* [Work item]
Copy the data verbatim and leave out every picture.

* [Source data]
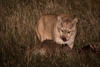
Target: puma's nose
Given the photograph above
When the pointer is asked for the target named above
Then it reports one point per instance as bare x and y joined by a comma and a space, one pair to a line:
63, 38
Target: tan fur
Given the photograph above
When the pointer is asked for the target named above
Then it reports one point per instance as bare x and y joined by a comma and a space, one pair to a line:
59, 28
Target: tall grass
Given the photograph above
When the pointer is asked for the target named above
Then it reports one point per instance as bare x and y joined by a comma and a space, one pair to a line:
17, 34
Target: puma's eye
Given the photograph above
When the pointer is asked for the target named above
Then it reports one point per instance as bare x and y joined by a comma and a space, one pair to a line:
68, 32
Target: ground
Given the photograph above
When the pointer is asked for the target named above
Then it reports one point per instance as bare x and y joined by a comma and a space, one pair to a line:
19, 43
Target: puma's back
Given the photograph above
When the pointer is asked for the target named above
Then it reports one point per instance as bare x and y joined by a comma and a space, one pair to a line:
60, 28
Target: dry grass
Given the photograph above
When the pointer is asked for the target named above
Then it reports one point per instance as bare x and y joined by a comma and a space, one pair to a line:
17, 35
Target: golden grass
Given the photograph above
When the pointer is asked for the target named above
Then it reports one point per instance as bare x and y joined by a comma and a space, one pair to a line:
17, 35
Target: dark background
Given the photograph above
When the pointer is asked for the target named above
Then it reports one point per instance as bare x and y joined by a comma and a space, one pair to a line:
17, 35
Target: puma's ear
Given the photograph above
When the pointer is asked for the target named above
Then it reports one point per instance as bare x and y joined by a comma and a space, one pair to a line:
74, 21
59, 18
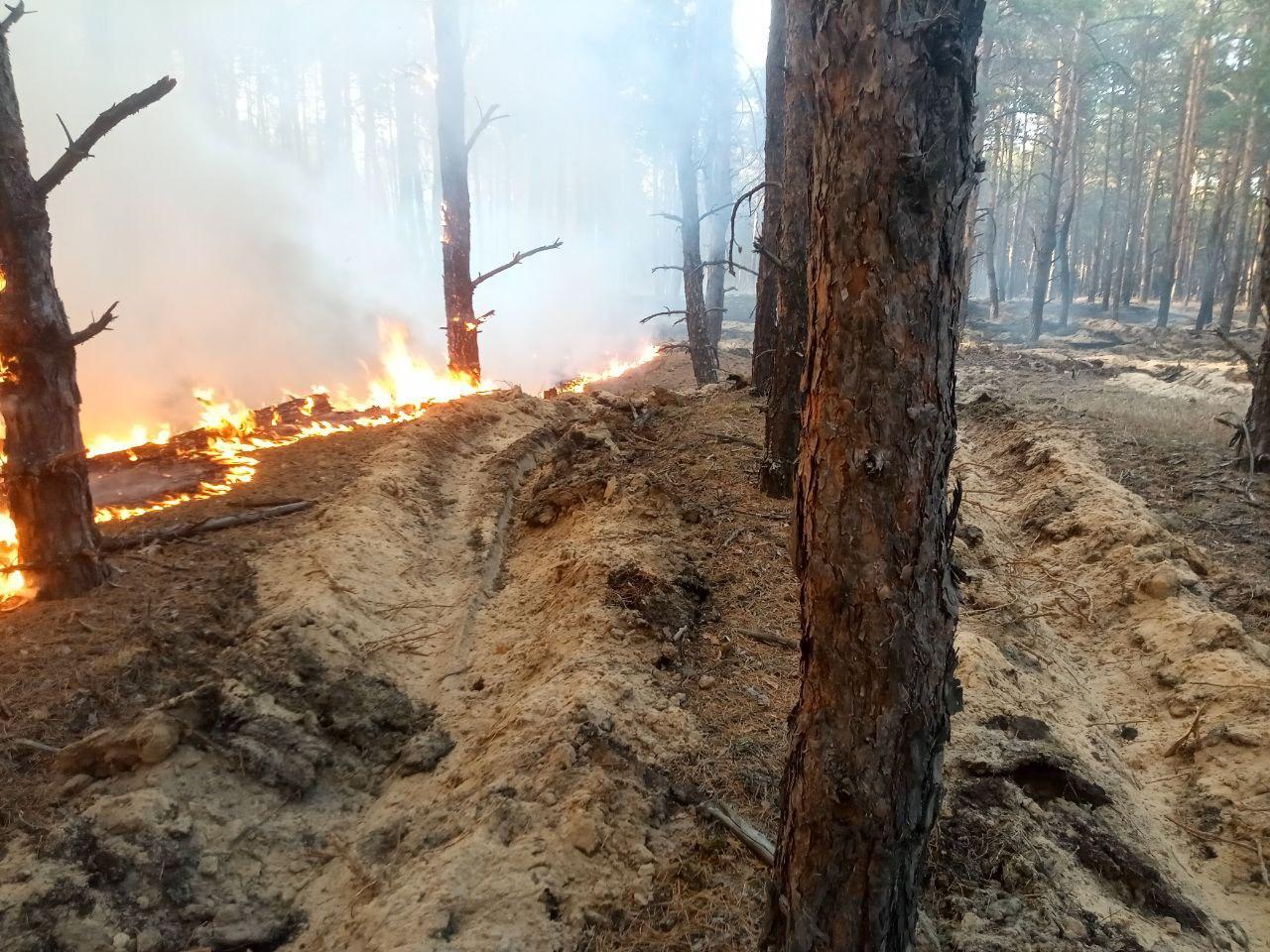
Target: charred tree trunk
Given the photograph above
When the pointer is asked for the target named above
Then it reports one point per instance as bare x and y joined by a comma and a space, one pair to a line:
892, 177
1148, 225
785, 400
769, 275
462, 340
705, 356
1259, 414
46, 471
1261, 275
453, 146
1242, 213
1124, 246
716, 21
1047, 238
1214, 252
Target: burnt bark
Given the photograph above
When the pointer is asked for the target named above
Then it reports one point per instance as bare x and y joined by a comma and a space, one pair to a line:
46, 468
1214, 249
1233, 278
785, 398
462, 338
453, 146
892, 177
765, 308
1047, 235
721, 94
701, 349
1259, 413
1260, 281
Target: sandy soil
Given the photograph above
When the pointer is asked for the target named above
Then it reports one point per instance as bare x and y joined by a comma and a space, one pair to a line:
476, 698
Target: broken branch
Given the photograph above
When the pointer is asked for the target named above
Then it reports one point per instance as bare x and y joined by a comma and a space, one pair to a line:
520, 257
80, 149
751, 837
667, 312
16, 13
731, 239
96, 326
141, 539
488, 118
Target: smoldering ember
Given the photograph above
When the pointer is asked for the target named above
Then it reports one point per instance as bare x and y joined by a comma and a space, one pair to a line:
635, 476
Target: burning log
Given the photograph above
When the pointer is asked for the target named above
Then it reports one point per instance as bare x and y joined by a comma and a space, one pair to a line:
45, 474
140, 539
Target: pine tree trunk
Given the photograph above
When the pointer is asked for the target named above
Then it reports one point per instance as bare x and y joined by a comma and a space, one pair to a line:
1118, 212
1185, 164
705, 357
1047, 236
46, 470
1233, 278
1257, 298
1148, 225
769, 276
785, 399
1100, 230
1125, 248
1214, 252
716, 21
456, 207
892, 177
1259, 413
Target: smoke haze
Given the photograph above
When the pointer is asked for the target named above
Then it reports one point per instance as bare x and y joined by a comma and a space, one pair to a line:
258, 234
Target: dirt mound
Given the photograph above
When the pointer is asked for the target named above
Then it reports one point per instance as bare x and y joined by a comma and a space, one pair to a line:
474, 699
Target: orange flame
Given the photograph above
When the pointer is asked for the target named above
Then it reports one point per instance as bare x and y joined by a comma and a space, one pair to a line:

* [Solution below]
Target: puma's nose
Given the photograph above
When the pointer is asked for the target named above
Then it reports one point per instance as bare x and y joined by a comma and a space, one pair to a line:
63, 38
Target: tan fur
Given the photograph above
When the pointer is asked for the target named above
Then it reports one point per instance as bare x and y joined by a comma and a space, one pair to a line:
59, 28
Target: tall grass
Given the photograph above
When the pointer is asked for the target named above
Then it reports one point per instance as bare x and y joined by a comma and a space, one pair to a line:
17, 34
Target: puma's eye
Given the photograph above
When the pointer is asked for the target named above
Then it reports one point per instance as bare x and y joined by a comma and a space, one pair to a line:
68, 32
Target: ground
Given the photograph above
When the pointer is asked for the target named above
Then it reports one point per instance as bare x and y joined by a comma and a space, one pair to a line:
19, 43
Target: puma's back
Given the photograph above
When the pointer is asked for the target named above
Then it reports one point per instance as bare x and y joined by a comma and a space, one pair to a line:
60, 28
Target: dry grass
Given the photograph above
When the pointer is asked for the target named above
Then it reports one point per instance as bare x and y joined by a comma and a space, one pair to a line:
17, 35
Target: golden grass
Given the photograph above
When the pointer is asked for the target named above
Then it reports one point per instance as bare x and y joined by a comma and a space, one pair to a line:
17, 35
Target: dark background
Given the photograph above
When the pointer is asked for the target named above
Then it reports one point per instance as bare x and y joined by a comma and a space, one pair to a line:
17, 35
Target: puma's ear
Given the photograph above
When the pointer is asked for the target named above
Then it reports one point per instance as bare x and y joined by a comma and a space, one pair to a line:
74, 21
59, 18
Target: charred tree trunk
Given the photograph above
When the pointer is asked for the target named above
Then it reports one point per instance as bare x and y joined by a comma and a space, one pair to a line:
892, 177
1148, 225
785, 400
769, 275
462, 340
705, 356
1259, 414
46, 471
1261, 275
453, 146
1242, 213
1124, 246
716, 21
1047, 238
1214, 252
Target: burnt bark
Given the photograph above
When the pointer is asked for the target named above
Then it reports one point per instance as bare x and y joined by a comma and a space, one pair to a line:
46, 468
1214, 249
1233, 278
785, 398
462, 338
453, 146
892, 177
765, 308
1047, 235
721, 94
701, 349
1259, 413
1260, 281
Target: sandy soil
Given the photograph above
When the pointer is asked for the target named above
Then it reports one point per instance as bare x and y joined by a comma and a space, one pair to a line:
476, 698
Target: broken branch
Given the photograph above
When the pointer is asked for the target named above
Then it reports one point per instance as bare x and y joined by a comma and a space, one pair to a line:
520, 257
80, 149
751, 837
667, 312
16, 13
731, 239
96, 326
141, 539
488, 118
Target: smoldering ember
Given the photograph above
When the pointer is asked for the target named above
Then it reports one point per instance as bare x and y joined by a comma and a space, one pair to a line:
635, 476
Target: burning log
Given the photograph above
When the pointer is asked for the target named above
Then it reports one point per instance as bare x and y joined by a comma and a space, one pair to a line:
45, 474
140, 539
Target: pine tree trunk
Given the photograph above
When the pointer is asked for the target named above
Then it reports one point per instance as bare x and y joined by a comma and a space, one pair to a line:
1118, 212
1185, 164
705, 357
1047, 236
46, 470
1233, 278
1257, 298
1148, 225
769, 276
785, 399
1100, 230
1125, 248
1214, 252
716, 21
456, 207
892, 177
1259, 413
Target: smoke haze
Given the photograph above
When the pointer is asked for the target named above
Then it reports one point per instance as bare x and y joined by a comma and a space, one pair to a line:
258, 234
Target: dirt mound
Given the photograph above
When the pointer is asked for the target named above
Then it reports one point per instance as bare x and y joined by a comma and a space, one pair to a line:
474, 699
Target: orange flame
Given the photograph above
When the pointer is asked for the target named above
Then it reports one point per instance as bare x and y joined by a comma and a space, one pair to a line:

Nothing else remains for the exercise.